Work instruction:
Find the line containing "One keypoint belongs on each instance. Indicate the group" in the entries below. Reproduce that line and each one after it to the end, exactly, with no other lines.

Data for this task:
^^^^^^^^^^^^^^^^
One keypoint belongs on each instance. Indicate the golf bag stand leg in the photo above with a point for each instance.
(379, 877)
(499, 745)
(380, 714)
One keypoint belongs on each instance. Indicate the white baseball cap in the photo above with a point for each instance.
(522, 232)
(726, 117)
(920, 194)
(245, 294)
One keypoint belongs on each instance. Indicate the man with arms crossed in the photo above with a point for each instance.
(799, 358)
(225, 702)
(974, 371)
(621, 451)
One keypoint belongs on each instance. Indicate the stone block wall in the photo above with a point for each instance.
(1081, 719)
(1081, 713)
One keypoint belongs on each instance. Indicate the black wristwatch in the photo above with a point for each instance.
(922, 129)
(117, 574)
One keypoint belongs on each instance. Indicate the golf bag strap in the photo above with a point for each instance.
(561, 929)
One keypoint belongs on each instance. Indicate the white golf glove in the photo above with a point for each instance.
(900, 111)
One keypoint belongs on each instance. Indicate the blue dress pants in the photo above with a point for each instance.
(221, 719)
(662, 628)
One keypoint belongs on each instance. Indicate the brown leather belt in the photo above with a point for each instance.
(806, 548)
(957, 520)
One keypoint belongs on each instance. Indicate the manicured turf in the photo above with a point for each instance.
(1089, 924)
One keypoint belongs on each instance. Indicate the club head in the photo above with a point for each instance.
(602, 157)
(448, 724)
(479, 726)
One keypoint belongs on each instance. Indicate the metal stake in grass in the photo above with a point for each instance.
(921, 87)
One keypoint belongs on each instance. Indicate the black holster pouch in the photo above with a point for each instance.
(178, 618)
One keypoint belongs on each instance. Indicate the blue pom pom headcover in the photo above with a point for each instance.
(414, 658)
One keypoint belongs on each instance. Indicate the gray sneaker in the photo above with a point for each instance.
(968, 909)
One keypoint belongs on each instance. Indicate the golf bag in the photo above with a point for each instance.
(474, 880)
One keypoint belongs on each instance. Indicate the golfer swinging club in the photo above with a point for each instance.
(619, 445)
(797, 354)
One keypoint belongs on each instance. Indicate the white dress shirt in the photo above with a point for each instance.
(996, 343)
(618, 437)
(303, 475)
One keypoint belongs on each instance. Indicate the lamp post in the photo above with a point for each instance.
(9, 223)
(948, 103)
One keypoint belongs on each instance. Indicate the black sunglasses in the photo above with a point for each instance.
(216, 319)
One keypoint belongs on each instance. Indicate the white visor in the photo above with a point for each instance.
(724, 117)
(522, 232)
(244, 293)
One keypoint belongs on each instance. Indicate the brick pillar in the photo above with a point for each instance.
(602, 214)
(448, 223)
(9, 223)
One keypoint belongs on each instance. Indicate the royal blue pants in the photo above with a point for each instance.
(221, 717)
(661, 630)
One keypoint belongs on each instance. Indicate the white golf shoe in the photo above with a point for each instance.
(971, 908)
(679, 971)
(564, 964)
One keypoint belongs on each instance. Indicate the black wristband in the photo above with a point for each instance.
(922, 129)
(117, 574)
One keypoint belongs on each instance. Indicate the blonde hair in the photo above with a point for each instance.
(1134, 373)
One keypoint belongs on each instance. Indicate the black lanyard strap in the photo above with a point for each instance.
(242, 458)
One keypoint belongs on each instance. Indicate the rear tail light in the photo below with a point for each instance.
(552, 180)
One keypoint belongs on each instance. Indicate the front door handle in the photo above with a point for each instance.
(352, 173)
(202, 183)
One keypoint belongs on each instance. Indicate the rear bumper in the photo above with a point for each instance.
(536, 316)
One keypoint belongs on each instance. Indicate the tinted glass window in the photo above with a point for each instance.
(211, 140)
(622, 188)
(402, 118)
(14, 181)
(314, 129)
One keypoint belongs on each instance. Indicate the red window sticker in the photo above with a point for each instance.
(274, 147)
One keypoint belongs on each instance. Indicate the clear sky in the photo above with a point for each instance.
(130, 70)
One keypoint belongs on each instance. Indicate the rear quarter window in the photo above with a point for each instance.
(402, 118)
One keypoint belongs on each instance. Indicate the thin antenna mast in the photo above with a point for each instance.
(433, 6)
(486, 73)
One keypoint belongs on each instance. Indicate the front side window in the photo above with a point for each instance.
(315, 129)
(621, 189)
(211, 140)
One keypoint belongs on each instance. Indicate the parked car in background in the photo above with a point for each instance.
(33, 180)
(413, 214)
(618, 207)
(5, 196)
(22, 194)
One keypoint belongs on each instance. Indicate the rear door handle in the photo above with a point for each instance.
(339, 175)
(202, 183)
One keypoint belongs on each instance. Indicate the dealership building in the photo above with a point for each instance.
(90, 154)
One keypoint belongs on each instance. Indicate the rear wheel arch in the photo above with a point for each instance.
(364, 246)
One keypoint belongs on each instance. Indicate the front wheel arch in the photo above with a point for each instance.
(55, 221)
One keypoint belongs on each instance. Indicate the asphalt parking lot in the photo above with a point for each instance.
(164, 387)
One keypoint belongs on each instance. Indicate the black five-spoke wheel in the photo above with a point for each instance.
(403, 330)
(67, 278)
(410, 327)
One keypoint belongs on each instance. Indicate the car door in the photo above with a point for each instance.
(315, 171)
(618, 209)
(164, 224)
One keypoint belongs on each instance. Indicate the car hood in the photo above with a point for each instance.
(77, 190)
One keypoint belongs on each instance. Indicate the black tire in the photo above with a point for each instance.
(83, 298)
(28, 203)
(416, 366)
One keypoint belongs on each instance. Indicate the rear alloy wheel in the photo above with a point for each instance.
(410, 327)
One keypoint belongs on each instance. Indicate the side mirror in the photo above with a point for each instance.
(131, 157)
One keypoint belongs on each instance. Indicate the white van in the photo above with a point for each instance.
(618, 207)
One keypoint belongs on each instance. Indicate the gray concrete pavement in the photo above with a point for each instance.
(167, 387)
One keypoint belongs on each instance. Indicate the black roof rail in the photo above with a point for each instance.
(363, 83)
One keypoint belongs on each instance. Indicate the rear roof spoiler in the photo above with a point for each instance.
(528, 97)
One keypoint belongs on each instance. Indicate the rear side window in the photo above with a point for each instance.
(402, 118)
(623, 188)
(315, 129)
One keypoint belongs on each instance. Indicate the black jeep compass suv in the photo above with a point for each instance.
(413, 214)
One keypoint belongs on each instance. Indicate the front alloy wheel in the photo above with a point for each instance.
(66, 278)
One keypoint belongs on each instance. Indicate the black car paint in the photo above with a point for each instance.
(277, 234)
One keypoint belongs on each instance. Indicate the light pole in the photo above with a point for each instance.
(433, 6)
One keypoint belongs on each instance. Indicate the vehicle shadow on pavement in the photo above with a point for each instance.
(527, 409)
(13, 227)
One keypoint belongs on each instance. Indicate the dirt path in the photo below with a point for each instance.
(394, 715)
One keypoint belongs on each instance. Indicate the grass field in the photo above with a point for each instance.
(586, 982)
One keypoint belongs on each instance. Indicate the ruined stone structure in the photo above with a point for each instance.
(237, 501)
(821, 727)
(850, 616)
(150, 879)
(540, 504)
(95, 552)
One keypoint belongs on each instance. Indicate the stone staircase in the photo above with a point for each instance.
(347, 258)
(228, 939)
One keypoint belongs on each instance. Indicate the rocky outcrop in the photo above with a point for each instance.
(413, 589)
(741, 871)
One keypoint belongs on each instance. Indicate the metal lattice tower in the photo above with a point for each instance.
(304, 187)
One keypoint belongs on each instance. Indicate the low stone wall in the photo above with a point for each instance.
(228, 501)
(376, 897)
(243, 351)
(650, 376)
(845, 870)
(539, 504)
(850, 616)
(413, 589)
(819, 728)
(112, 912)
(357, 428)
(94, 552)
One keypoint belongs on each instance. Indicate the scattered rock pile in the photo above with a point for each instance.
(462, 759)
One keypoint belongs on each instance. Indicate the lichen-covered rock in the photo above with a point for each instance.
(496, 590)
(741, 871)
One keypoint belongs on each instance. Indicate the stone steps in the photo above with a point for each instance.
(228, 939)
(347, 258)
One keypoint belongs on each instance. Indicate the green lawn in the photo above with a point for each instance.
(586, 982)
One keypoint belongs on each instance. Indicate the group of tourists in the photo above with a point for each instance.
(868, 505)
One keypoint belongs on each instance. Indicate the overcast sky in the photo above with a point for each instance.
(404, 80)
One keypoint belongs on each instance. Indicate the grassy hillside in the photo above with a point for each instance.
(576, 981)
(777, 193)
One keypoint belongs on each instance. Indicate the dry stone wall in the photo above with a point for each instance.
^^^^^^^^^^^^^^^^
Answer area:
One keypoint belongs on each instance. Indicate the group of tourists in the photo above with a point for each instance.
(868, 505)
One keypoint belongs on each instance. Indicate the overcast sky in the photo above with a point for each instance.
(404, 80)
One keypoint belongs on each instance. Indicate the grassy hillside in the photo above with a point for each instance.
(576, 981)
(777, 193)
One keypoint belongs on each instance. Indicate the dry stone wall in the photo above with a point for each instance.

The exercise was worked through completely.